*** Extracted text ***

Sports and I don’t go together. It’s like mixing custard and soda. I’m custard; indolent, lethargic and I curdle when put in the sun too long. Sports is soda; fizzy, annoying, and it gives you gas. A human automatically hates something they are not good at no matter how much they try, and when it comes to physical exertion I have tried and failed.
There are several reasons for my vehement hatred of all things physical.
The first reason is that I am not good at it. I am the kind of girl whom you find in the library reading a good book or sitting down quietly listening to music, rather than sweating it out in the playground with my peers. My hand-eye coordination is zero. The second reason is that my P.E teacher has a severe vendetta against me, and for some bizarre reason, finds pleasure in doling out physical tasks to me alone, specially designed to bring me to near death with exhaustion and stop my heart beating.
The third reason is that apart from being healthy, I find exercise pointless. My biology teacher would scream in horror, as would, I’m sure, other healthy lifestyle specialists, but that is a fact. I do not see the need in being forced to run two kilometres in under six minutes because unless I become a convict or engage in a profession that requires a lot of running, which are usually careers that are not entirely legal, I do not under any circumstances need to spend eighty minutes each week being timed while I am forced to run two thousand meters.

*** Collected material ***

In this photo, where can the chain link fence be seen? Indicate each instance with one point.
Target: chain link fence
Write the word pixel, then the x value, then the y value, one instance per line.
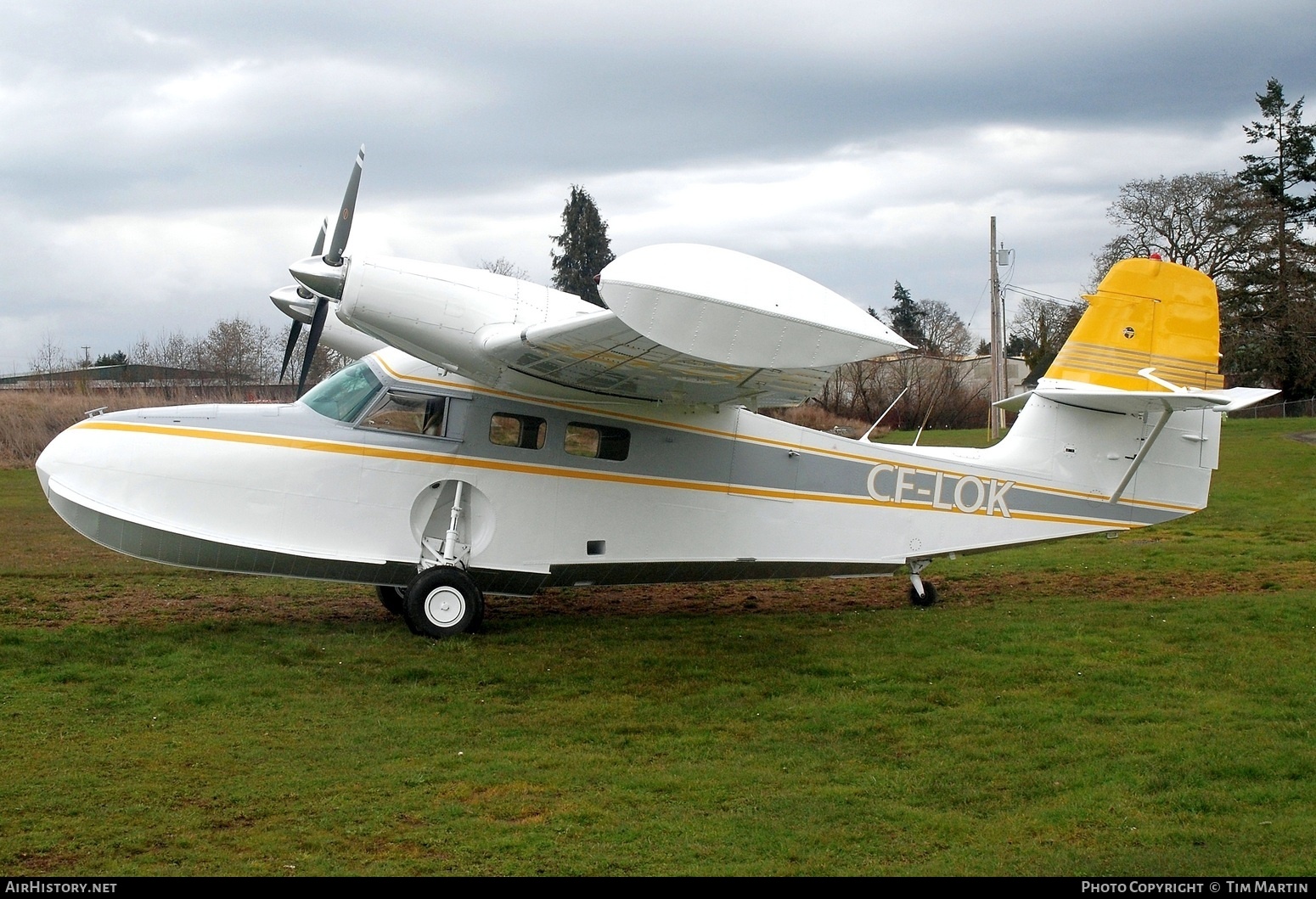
pixel 1292 409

***

_What you need to do_
A - List every reason the passage about sports gives for the narrator's hatred of all things physical.
B - Echo the passage about sports from "There are several" up to and including "my heart beating.".
Work only from the passage about sports.

_Expected outputs_
A -
- The narrator is not good at it.
- The narrator's P.E teacher has a severe vendetta against the narrator and gives the narrator alone physical tasks designed to bring on near-death exhaustion.
- Apart from being healthy, the narrator finds exercise pointless.

B -
There are several reasons for my vehement hatred of all things physical.
The first reason is that I am not good at it. I am the kind of girl whom you find in the library reading a good book or sitting down quietly listening to music, rather than sweating it out in the playground with my peers. My hand-eye coordination is zero. The second reason is that my P.E teacher has a severe vendetta against me, and for some bizarre reason, finds pleasure in doling out physical tasks to me alone, specially designed to bring me to near death with exhaustion and stop my heart beating.